Labeled shape records:
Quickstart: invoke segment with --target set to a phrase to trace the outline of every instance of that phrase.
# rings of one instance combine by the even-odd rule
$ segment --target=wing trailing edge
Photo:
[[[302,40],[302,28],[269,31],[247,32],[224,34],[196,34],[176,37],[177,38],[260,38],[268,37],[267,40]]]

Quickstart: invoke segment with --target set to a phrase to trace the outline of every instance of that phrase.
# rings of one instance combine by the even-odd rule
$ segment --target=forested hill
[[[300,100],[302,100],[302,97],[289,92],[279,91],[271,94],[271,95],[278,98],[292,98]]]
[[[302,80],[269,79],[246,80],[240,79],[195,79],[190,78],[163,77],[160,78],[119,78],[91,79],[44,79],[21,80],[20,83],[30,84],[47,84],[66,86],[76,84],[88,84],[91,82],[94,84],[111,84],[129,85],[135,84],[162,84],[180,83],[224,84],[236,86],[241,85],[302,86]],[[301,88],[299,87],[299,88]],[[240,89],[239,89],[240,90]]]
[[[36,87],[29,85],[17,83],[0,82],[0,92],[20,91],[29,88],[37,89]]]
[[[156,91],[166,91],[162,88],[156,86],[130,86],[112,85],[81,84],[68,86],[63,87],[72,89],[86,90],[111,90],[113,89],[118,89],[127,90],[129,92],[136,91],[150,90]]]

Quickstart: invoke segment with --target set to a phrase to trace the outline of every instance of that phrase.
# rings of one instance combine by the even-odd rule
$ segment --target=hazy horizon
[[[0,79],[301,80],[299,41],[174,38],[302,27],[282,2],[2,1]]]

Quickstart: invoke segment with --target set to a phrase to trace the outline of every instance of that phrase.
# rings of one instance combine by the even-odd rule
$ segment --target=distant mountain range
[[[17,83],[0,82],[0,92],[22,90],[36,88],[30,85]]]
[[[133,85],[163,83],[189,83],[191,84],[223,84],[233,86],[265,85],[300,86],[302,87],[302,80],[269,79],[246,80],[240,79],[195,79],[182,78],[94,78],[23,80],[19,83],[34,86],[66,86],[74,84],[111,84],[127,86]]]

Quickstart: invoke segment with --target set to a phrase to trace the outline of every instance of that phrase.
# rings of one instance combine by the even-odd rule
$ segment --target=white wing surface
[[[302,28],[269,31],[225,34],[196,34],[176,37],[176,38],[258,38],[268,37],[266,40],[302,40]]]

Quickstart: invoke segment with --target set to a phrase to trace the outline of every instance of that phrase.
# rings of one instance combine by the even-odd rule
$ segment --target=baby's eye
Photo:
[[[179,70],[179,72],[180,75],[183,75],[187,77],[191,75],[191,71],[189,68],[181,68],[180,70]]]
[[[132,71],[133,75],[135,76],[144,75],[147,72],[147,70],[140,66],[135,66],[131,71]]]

**EXERCISE DESCRIPTION**: Recast all of the material above as a JSON list of strings, with one string per line and blank lines omitted.

**TASK RESPONSE**:
[
  "Quickstart: invoke segment with --target set to a phrase to trace the outline of every instance of that phrase.",
  "# rings of one instance combine by the even-odd rule",
  "$ segment --target=wing trailing edge",
  "Photo:",
  "[[[302,40],[302,28],[269,31],[247,32],[224,34],[196,34],[176,37],[177,38],[260,38],[268,37],[267,40]]]",
  "Quickstart: invoke segment with --target set to a phrase to trace the outline of every instance of that phrase.",
  "# rings of one instance combine by the even-odd rule",
  "$ segment --target=forested hill",
  "[[[300,100],[302,100],[302,97],[289,92],[279,91],[271,94],[271,95],[278,98],[292,98]]]",
  "[[[302,80],[269,79],[246,80],[240,79],[195,79],[190,78],[163,77],[160,78],[119,78],[91,79],[44,79],[21,80],[20,83],[30,84],[47,84],[66,86],[76,84],[88,84],[91,82],[94,84],[111,84],[129,85],[135,84],[162,84],[180,83],[224,84],[236,86],[241,85],[302,86]],[[301,88],[299,87],[299,88]],[[240,89],[239,89],[240,90]]]",
  "[[[36,87],[29,85],[17,83],[0,82],[0,92],[20,91],[29,88],[37,89]]]",
  "[[[156,91],[166,91],[162,88],[156,86],[130,86],[112,85],[81,84],[68,86],[63,87],[72,89],[86,90],[111,90],[113,89],[118,89],[127,90],[129,92],[136,91],[150,90]]]",
  "Quickstart: invoke segment with --target set to a phrase to trace the outline of every instance of that phrase.",
  "# rings of one instance combine by the even-odd rule",
  "$ segment --target=hazy horizon",
  "[[[0,79],[301,80],[299,41],[174,38],[302,27],[282,2],[2,1]]]",
  "Quickstart: invoke segment with --target set to a phrase to trace the outline of every instance of that phrase.",
  "# rings of one instance combine by the even-odd rule",
  "$ segment --target=distant mountain range",
  "[[[17,83],[0,82],[0,92],[22,90],[36,88],[30,85]]]",
  "[[[133,85],[163,83],[189,83],[191,84],[223,84],[233,86],[265,85],[300,86],[302,87],[302,80],[269,79],[246,80],[240,79],[195,79],[182,78],[94,78],[23,80],[19,83],[34,86],[66,86],[74,84],[111,84],[127,86]]]",
  "Quickstart: invoke segment with --target set to a phrase to trace the outline of every instance of that phrase.",
  "# rings of one instance combine by the even-odd rule",
  "$ segment --target=white wing surface",
  "[[[302,28],[269,31],[225,34],[196,34],[176,37],[176,38],[258,38],[268,37],[266,40],[302,40]]]",
  "Quickstart: invoke segment with --target set to a phrase to trace the outline of every instance of that phrase.",
  "# rings of one instance combine by the even-odd rule",
  "$ segment --target=baby's eye",
  "Photo:",
  "[[[179,70],[179,72],[180,75],[183,75],[187,77],[191,75],[191,71],[189,68],[181,68],[180,70]]]",
  "[[[132,71],[133,75],[135,76],[144,75],[147,72],[147,70],[140,66],[135,66],[131,71]]]"
]